##### SUPPLIED TEXT

RE: Enjoy Summer....7 Jun 2021 13:00
From New Scientist article 15th May:
Another factor to weigh up in relation to variants is an immunological phenomenon called original antigenic sin.
This is where an updated vaccine reactivates an earlier immune memory rather than creating a new one. It has been seen with other viral infections including flu, says Anthony Costello at UCL, but whether it will be a problem with the virus that causes covid-19, SARS-CoV-2, remains to be seen. Studies to establish this are urgently needed, says John Moore at Weill Cornell Medicine in New York, because original antigenic sin could render a variant-specific booster campaign pointless.
Booster shots could fail for other reasons. A third dose of viral vector vaccines like the Oxford/AstraZeneca one could just boost the immune response to the harmless virusused as a vehicle to deliver the active ingredient. “One of the concerns is that we may not be able to augment the antibodies against the [SARS-CoV-2] spike protein,” says Teresa Lambe at the University of Oxford, who worked on the vaccine’s development. She is doing experiments to determine the immune response to a third dose.
For this reason and others, it may be preferable to boost people’s immunity with a different vaccine from the one
they got the first two times. There is some evidence that using different vaccines for the first and second dose – a method called heterologous prime-boost vaccination– produces a stronger immune response than using the same vaccine for both. Russia’s Sputnik V, for example, is a heterologous prime-boost vaccine and the latest real-world figures from the country show that it is 97.6 per cent effective, which would make it the most effective covid-19 vaccine in the world.
Ongoing experiments in the UK are examining the effects of mixing and matching first and second vaccine doses, and the results could inform decisions on a booster campaign, says Harnden. All of these uncertainties emphasise an important point that has been largely forgotten amid vaccine euphoria, says Costello. “The idea that you can continually boost [immunity] is both logistically difficult and may be immunologically difficult.” We may face breakthrough infections that can’t be vaccinated against and so we will still need interventions such as masks, ventilation and social distancing. “Vaccination has been great, but it’s not going to solve the problem in its entirety,” says Costello.

##########
##### RECORD EXTRACTS

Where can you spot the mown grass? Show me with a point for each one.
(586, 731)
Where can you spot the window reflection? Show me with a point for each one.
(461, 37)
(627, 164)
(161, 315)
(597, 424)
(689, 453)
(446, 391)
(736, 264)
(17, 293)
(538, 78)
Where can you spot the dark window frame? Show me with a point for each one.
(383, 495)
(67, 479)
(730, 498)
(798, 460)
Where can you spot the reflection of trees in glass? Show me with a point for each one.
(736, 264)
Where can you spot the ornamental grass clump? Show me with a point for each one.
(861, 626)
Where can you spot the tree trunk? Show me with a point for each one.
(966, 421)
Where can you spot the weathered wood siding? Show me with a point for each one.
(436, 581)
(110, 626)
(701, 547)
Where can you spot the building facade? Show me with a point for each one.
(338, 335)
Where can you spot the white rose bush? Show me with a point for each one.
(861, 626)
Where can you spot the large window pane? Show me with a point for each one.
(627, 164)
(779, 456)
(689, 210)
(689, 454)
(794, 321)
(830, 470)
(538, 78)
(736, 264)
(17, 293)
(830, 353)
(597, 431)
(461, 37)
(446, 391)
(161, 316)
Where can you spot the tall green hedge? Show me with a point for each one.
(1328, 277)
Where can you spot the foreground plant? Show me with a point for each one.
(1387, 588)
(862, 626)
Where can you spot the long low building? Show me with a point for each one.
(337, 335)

##########

### ABOUT THIS TASK
Answer these questions from the New Scientist excerpt on covid-19 booster shots above:
1. At which university does Teresa Lambe work?
2. What term does the excerpt give for using different vaccines for the first and second dose?
3. How effective does the excerpt say Russia's Sputnik V is, according to the latest real-world figures?

### SOLUTION TO THIS EXERCISE
1. The University of Oxford.
2. Heterologous prime-boost vaccination.
3. 97.6 per cent effective.